**Exercise material:**
....
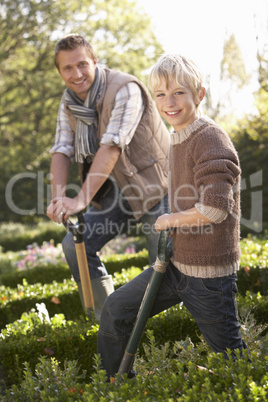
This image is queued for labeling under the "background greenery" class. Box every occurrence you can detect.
[0,223,268,402]
[0,0,268,235]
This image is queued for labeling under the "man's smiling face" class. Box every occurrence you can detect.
[57,46,97,100]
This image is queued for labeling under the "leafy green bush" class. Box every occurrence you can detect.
[0,267,141,328]
[0,221,66,251]
[0,292,268,392]
[4,331,268,402]
[0,303,98,385]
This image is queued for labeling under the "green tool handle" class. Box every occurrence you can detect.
[118,230,169,375]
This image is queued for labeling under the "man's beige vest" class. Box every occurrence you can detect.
[65,69,170,219]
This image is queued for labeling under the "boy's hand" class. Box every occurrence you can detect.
[154,214,170,233]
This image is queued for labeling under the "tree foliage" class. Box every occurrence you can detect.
[230,49,268,234]
[0,0,162,221]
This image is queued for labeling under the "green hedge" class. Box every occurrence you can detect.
[0,293,268,394]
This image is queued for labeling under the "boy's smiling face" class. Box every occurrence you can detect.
[154,79,199,131]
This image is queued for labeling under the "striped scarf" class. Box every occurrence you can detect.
[65,66,104,163]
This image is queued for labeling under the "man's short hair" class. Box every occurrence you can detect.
[54,34,96,69]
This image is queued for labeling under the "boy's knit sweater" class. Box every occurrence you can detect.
[169,118,241,278]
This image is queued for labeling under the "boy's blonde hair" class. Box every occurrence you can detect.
[148,54,203,103]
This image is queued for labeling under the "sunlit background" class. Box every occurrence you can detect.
[138,0,268,115]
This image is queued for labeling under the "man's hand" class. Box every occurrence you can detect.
[47,197,86,223]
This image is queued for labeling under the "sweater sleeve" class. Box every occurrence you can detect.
[192,126,241,213]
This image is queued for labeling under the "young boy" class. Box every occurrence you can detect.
[98,55,246,376]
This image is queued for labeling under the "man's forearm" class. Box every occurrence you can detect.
[77,145,121,207]
[50,153,71,198]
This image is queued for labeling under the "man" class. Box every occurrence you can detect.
[47,34,169,318]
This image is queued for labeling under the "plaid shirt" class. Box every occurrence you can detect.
[50,82,144,161]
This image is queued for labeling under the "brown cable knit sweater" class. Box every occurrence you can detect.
[169,118,241,278]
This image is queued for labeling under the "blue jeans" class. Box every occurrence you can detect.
[62,182,170,282]
[98,262,246,377]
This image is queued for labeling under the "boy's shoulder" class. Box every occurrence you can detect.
[195,116,230,140]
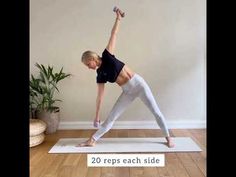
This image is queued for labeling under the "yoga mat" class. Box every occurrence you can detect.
[48,137,202,153]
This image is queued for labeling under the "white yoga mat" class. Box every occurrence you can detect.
[48,137,202,153]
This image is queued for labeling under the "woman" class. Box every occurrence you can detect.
[78,9,174,147]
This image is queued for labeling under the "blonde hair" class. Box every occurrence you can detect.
[81,50,100,62]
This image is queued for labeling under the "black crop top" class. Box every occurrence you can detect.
[97,49,125,83]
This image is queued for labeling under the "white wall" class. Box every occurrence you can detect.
[30,0,206,128]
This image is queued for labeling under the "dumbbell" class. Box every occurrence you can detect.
[113,6,125,17]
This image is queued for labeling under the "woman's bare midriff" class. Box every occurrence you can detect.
[116,65,134,86]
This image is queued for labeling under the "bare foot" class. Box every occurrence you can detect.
[76,138,95,147]
[166,137,175,148]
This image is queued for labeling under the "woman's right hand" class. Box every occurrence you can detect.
[116,8,122,20]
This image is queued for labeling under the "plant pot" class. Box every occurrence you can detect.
[36,107,60,134]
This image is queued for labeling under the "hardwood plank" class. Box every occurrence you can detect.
[30,129,206,177]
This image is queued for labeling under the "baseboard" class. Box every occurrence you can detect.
[59,121,206,130]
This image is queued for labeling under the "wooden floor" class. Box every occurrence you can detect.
[30,129,206,177]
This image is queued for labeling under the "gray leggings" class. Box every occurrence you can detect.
....
**Given exercise:** Format the lines above as a JSON list of strings, one string per line, with blank lines omitted. Leave the pictures out of the list.

**Task solution:**
[
  "This image is queued for labeling under the \"background greenery\" class. Box every occurrence you can detect.",
  "[0,223,268,402]",
  "[0,0,268,235]",
  "This image is queued for labeling under the \"man's smiling face\" class. Box every occurrence you can detect.",
  "[57,46,97,100]",
  "This image is queued for labeling under the \"leafy green bush\" class. Box every occurrence you can detect.",
  "[0,267,141,328]",
  "[0,221,66,251]",
  "[0,292,268,392]",
  "[4,331,268,402]",
  "[0,303,98,385]",
  "This image is queued for labeling under the \"green tool handle\" class. Box every occurrence you can detect.",
  "[118,230,169,375]",
  "This image is queued for labeling under the \"man's beige vest\" class. Box every occurrence you can detect.",
  "[65,69,170,219]",
  "This image is queued for labeling under the \"boy's hand\" class. Box every occurrence you can detect.",
  "[154,214,170,233]",
  "This image is queued for labeling under the \"tree foliage\" class. Box every occurrence you can detect.",
  "[230,49,268,234]",
  "[0,0,162,221]",
  "This image is queued for labeling under the \"green hedge\" class. Box every occurrence you can detect.",
  "[0,293,268,394]",
  "This image is queued for labeling under the \"boy's smiling face\" class. Box every occurrence you can detect.",
  "[154,79,199,131]",
  "This image is queued for labeling under the \"striped scarf\" class. Box every occurrence you can detect.",
  "[65,66,104,163]",
  "This image is queued for labeling under the \"man's short hair\" class. Box every occurrence you can detect.",
  "[54,34,96,69]",
  "This image is queued for labeling under the \"boy's knit sweater\" class. Box every occurrence you can detect.",
  "[169,118,241,278]",
  "This image is queued for labeling under the \"boy's blonde hair\" class. Box every occurrence you can detect.",
  "[148,54,203,103]",
  "This image is queued for labeling under the \"sunlit background\" class. Box every occurrence you can detect.",
  "[138,0,268,115]",
  "This image is queued for labeling under the \"man's hand\" class. Box every occurrence you can detect.",
  "[47,197,86,223]",
  "This image is queued for labeling under the \"sweater sleeve\" class. Box every occurrence you can detect.",
  "[192,126,241,213]",
  "This image is queued for labeling under the \"young boy\" class. Box every occurrence you can detect.",
  "[98,55,246,376]",
  "This image is queued for labeling under the \"man's forearm\" class. Box every occurrence you can detect.",
  "[77,145,121,207]",
  "[50,153,71,198]",
  "This image is queued for labeling under the \"man\" class. Box every occurrence you can detect.",
  "[47,34,169,318]",
  "This image is queued for labeling under the \"plaid shirt\" class. Box every occurrence you can detect.",
  "[50,82,144,161]",
  "This image is queued for labeling under the \"brown cable knit sweater\" class. Box every occurrence you can detect.",
  "[169,118,241,278]",
  "This image is queued for labeling under the \"blue jeans\" class. Box every occurrence you can detect.",
  "[62,182,170,282]",
  "[98,262,246,377]",
  "This image is queued for labeling under the \"boy's shoulder\" class. Box every occurrence you can detect.",
  "[195,116,230,140]",
  "This image is queued for labeling under the \"yoga mat\" class. Box every occurrence you can detect.",
  "[48,137,202,153]",
  "This image is queued for labeling under the \"white yoga mat\" class. Box every occurrence you can detect.",
  "[48,137,202,153]",
  "This image is queued for labeling under the \"woman\" class. Box every occurrence you can detect.",
  "[78,9,174,147]",
  "This image is queued for labeling under the \"blonde hair\" class. Box every occurrence you can detect.",
  "[81,50,100,62]",
  "This image is queued for labeling under the \"black crop top\" class. Box every occurrence you can detect.",
  "[97,49,125,83]",
  "This image is queued for labeling under the \"white wall\" class. Box every occurrence you can detect.",
  "[30,0,206,128]",
  "This image is queued for labeling under the \"dumbbell\" class. Box every occurrence you can detect.",
  "[113,6,125,17]",
  "This image is queued for labeling under the \"woman's bare midriff\" class. Box every occurrence you can detect.",
  "[116,65,134,86]",
  "This image is queued for labeling under the \"bare foot\" class. Box every occurrence you can detect.",
  "[76,138,95,147]",
  "[166,137,175,148]",
  "This image is queued for labeling under the \"woman's right hand\" class. Box every occurrence you can detect.",
  "[116,8,122,20]",
  "This image is queued for labeling under the \"plant pot\" class. Box every occurrence you can detect.",
  "[36,107,60,134]",
  "This image is queued for labeling under the \"hardwood plank\" class. Box every occurrence you can detect.",
  "[30,129,206,177]",
  "This image is queued for labeling under the \"baseboard\" class. Box every occurrence you can detect.",
  "[59,121,206,130]",
  "This image is queued for labeling under the \"wooden floor\" class. Box every occurrence you can detect.",
  "[30,129,206,177]",
  "This image is queued for labeling under the \"gray leggings\" class. Box every occurrence you can detect."
]